[Image-grounded pointing data]
+===+

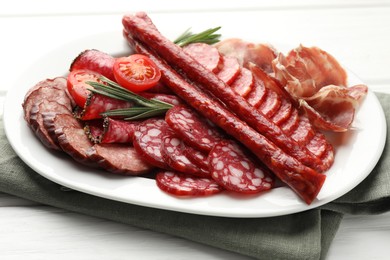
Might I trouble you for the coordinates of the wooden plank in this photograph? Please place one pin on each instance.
(50, 8)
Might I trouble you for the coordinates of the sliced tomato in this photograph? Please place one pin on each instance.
(77, 86)
(136, 72)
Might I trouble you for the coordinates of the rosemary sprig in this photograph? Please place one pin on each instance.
(208, 36)
(143, 108)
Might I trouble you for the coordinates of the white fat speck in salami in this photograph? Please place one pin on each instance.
(173, 153)
(191, 128)
(180, 184)
(147, 141)
(234, 170)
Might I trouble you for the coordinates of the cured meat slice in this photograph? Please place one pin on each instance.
(96, 104)
(283, 113)
(331, 108)
(318, 144)
(110, 130)
(180, 184)
(53, 121)
(49, 89)
(193, 129)
(75, 143)
(303, 180)
(143, 29)
(243, 83)
(270, 104)
(205, 54)
(172, 151)
(118, 158)
(246, 52)
(96, 61)
(257, 94)
(230, 70)
(231, 168)
(199, 159)
(148, 141)
(37, 122)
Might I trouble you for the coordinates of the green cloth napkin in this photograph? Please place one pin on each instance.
(305, 235)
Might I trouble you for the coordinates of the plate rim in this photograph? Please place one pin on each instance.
(8, 123)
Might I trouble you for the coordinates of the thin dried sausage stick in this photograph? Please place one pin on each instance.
(303, 180)
(141, 27)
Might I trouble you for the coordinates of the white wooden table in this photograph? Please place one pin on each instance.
(357, 32)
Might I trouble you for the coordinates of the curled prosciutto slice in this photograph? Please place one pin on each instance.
(260, 54)
(331, 108)
(317, 82)
(304, 71)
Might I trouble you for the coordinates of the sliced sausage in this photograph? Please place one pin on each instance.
(75, 143)
(110, 130)
(231, 168)
(193, 129)
(180, 184)
(49, 89)
(37, 121)
(148, 138)
(118, 158)
(173, 153)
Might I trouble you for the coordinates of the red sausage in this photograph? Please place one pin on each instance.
(110, 130)
(118, 158)
(231, 168)
(180, 184)
(143, 30)
(303, 180)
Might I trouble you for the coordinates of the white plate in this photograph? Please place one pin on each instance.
(356, 154)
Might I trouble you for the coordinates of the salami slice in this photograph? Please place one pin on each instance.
(232, 169)
(37, 121)
(205, 54)
(118, 158)
(199, 158)
(194, 130)
(148, 141)
(229, 71)
(110, 130)
(180, 184)
(173, 153)
(96, 104)
(96, 61)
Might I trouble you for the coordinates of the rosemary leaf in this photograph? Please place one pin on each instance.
(207, 36)
(144, 107)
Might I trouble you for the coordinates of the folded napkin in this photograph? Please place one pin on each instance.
(305, 235)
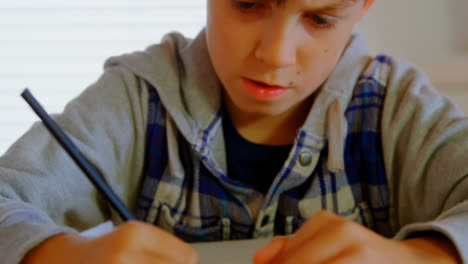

+===+

## TASK
Give all the entries again exactly, dropping each picture.

## OUTPUT BELOW
Might I trouble you for the coordinates of the wooden plank in this photograph? Please place one pin on each instance.
(50, 8)
Might I trouble you for the coordinates of the sliced tomato in this photograph? Please place one pin on each instance.
(77, 86)
(136, 72)
Might I trouble you for the coordinates of the rosemary sprig in this photograph? Please place one pin on each instance.
(208, 36)
(143, 108)
Might I trouble you for the coordinates of the white fat speck in salami in this photograph? Please place one pin on each instance.
(173, 153)
(191, 128)
(180, 184)
(147, 141)
(234, 170)
Might I trouble you for the coordinates of the cured meat slice in this photograph? Please place one pin on each instance.
(96, 104)
(283, 113)
(331, 108)
(318, 144)
(110, 130)
(180, 184)
(53, 121)
(49, 89)
(193, 129)
(75, 143)
(303, 180)
(143, 29)
(243, 83)
(270, 104)
(205, 54)
(172, 151)
(118, 158)
(246, 52)
(96, 61)
(257, 94)
(230, 70)
(231, 168)
(199, 159)
(148, 141)
(37, 122)
Might I trouble you for the coordinates of the green cloth napkin in this photograph? Please place one pin on each instance.
(305, 235)
Might I trouble you for the coordinates of the plate rim in this photograph? Please place one pin on each instance.
(8, 123)
Might I trouble you for the coordinates of the thin dried sausage stick in this photograph? Please place one pin on each instance.
(303, 180)
(141, 27)
Might I trouble you for the coordinates of the white wooden table in this photograph? Please place one pin on each instance.
(357, 32)
Might I trouble you for the coordinates of the curled prosciutto slice in this photograph? Please place one pin on each instance.
(260, 54)
(331, 108)
(317, 82)
(304, 71)
Might I trouble you for the coordinates of the sliced sausage in this photograph? Please place one pin on each instance.
(75, 143)
(110, 130)
(231, 168)
(193, 129)
(180, 184)
(49, 89)
(37, 121)
(148, 138)
(118, 158)
(173, 153)
Might I trouble you for the coordinates of the red sausage in this photograph? Please place one pin on each instance.
(110, 130)
(118, 158)
(231, 168)
(180, 184)
(143, 30)
(303, 180)
Might I trouble you for the coordinates of the white plate in this photograph? Please place one pin on each instance.
(356, 154)
Might I trouble you for the coordinates of the salami slice in this photograph? Please place one pin on each instance.
(232, 169)
(37, 121)
(205, 54)
(118, 158)
(199, 158)
(194, 130)
(148, 141)
(229, 71)
(110, 130)
(180, 184)
(173, 153)
(96, 104)
(96, 61)
Might I trouble you for the coordinates of the rosemary leaf in this photograph? Please place one pin on each instance.
(207, 36)
(144, 107)
Might I trouble you for the coordinates of the folded napkin in this photograph? Please place one pin on each instance.
(305, 235)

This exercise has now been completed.